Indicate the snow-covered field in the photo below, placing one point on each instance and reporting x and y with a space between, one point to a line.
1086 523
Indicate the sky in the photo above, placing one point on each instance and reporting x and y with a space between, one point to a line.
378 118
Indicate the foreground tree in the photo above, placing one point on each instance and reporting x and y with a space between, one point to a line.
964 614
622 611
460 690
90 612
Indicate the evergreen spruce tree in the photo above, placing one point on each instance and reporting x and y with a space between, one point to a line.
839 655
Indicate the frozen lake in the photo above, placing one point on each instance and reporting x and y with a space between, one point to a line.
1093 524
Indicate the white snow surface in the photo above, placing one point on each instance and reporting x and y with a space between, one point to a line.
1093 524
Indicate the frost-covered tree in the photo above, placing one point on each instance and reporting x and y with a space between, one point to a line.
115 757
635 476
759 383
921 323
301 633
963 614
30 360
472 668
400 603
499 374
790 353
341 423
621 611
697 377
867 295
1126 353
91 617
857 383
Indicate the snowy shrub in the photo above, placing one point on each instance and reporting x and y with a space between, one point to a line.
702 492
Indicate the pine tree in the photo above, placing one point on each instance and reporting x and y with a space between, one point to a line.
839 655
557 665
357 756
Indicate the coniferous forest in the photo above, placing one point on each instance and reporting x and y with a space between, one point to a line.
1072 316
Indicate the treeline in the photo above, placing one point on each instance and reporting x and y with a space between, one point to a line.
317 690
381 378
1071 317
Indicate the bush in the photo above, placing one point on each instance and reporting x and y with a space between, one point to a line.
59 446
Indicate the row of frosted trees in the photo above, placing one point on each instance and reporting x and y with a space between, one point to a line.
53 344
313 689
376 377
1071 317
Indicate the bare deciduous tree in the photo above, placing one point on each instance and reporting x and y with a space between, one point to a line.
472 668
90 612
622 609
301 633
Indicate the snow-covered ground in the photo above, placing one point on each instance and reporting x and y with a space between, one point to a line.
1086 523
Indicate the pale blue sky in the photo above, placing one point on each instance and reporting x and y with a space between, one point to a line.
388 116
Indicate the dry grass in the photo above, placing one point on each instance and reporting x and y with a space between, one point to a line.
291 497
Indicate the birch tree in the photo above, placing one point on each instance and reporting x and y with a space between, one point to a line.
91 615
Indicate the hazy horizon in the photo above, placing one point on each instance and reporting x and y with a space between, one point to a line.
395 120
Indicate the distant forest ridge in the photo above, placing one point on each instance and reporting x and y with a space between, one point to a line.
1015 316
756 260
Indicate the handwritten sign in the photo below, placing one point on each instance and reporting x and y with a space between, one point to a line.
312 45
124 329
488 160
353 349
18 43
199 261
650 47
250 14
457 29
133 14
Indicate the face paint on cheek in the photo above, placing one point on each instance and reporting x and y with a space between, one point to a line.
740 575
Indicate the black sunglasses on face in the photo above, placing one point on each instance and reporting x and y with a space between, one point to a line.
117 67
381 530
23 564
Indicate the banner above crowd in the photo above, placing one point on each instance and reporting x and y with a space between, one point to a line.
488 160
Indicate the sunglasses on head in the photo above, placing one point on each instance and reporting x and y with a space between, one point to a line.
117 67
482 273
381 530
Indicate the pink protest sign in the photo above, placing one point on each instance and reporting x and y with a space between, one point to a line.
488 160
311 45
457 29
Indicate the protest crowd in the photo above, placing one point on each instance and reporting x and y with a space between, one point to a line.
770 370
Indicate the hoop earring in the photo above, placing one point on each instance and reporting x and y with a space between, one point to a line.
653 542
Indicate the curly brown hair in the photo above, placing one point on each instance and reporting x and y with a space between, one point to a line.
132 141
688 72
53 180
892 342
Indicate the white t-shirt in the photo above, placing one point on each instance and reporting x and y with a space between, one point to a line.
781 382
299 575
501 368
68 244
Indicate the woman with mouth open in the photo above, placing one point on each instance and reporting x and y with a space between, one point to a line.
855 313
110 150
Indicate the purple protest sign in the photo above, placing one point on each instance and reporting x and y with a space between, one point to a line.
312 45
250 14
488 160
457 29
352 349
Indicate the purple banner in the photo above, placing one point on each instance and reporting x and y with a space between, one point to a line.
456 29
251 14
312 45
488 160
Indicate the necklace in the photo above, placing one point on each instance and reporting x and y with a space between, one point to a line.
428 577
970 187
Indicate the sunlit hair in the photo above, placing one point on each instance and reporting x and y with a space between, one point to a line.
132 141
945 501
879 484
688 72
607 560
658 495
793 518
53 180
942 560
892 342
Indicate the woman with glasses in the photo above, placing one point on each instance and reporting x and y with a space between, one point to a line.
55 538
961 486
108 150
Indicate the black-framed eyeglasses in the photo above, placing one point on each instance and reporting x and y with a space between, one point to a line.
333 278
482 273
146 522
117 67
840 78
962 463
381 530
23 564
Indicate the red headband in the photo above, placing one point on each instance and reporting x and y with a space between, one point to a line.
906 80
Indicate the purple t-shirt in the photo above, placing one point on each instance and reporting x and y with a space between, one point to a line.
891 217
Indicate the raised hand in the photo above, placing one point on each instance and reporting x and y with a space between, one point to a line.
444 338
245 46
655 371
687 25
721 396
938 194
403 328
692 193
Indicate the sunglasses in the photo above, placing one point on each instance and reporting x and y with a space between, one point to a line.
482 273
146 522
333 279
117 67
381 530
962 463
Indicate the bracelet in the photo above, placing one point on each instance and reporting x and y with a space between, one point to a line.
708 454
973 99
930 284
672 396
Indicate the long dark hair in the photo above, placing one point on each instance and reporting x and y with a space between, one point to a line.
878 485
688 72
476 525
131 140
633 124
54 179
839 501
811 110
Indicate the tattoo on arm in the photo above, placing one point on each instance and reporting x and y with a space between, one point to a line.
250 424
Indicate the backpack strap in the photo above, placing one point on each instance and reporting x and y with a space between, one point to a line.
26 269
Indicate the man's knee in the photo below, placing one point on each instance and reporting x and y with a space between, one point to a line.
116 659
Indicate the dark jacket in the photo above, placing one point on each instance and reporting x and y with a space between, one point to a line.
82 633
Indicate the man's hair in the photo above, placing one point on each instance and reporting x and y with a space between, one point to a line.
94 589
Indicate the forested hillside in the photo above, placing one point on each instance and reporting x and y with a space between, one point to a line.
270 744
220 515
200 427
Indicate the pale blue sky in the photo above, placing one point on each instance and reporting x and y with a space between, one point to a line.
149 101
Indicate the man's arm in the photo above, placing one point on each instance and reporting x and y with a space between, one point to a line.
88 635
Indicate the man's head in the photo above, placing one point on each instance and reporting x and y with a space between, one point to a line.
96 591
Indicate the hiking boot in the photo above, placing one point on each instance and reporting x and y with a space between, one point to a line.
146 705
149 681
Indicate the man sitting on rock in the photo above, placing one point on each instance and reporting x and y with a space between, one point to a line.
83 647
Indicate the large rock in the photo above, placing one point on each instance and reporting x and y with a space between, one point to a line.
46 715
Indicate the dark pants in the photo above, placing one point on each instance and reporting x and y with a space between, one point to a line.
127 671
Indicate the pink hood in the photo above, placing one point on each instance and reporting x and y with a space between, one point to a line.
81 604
:::
**EXERCISE DIRECTIONS:** Quote exactly and only the lines from the one holding "Indicate the man sitting" through the end of the data.

**EXERCISE RESULT:**
Indicate the man sitting on rock in the photo above, placing one point on each instance and reporting x and y with a space between, one point to a line.
83 647
Indicate the large rock in the photo above, placing one point on each instance and reporting x and y with a space between, one point to a line.
46 715
Indicate the dark pants in the photo above, placing one point on each instance and reporting x and y with a space between, one point to a line.
127 671
Indicate the pink hood in the photo above, placing one point on each instance and reporting x and y with a space between, one point to a line.
81 604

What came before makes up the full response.